Count how many lines in the records below contain the word "Target", with capitalization matching. Give only that number.

The data
────────────────────────────────────────

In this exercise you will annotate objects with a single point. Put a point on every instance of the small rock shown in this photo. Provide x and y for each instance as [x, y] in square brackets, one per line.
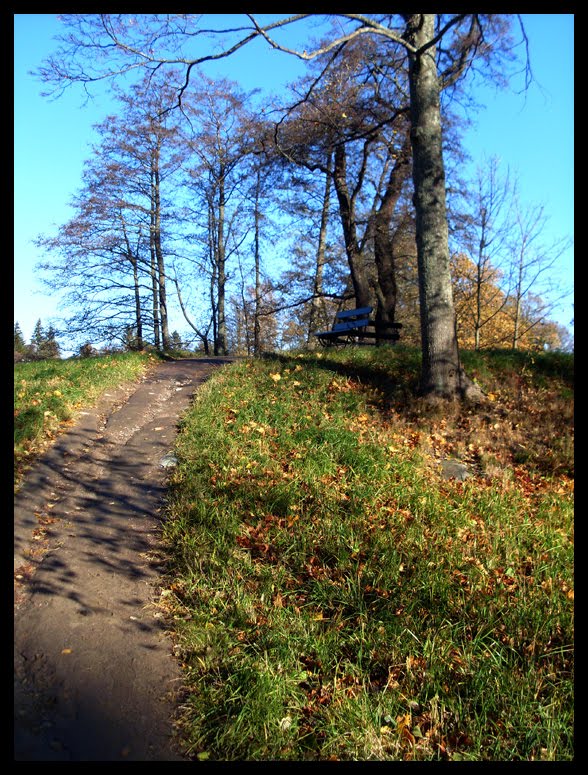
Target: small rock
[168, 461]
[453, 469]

────────────────────────────────────────

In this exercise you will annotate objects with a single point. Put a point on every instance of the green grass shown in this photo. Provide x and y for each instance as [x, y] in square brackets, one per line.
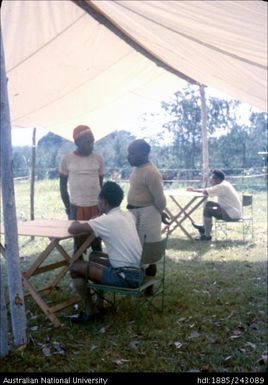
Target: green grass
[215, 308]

────────────────────────────────────────

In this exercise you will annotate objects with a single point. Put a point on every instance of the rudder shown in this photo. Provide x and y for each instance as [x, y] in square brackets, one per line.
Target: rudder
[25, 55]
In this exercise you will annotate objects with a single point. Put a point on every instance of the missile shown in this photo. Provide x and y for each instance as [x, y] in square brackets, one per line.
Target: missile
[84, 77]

────────────────────────────────────────

Task answer
4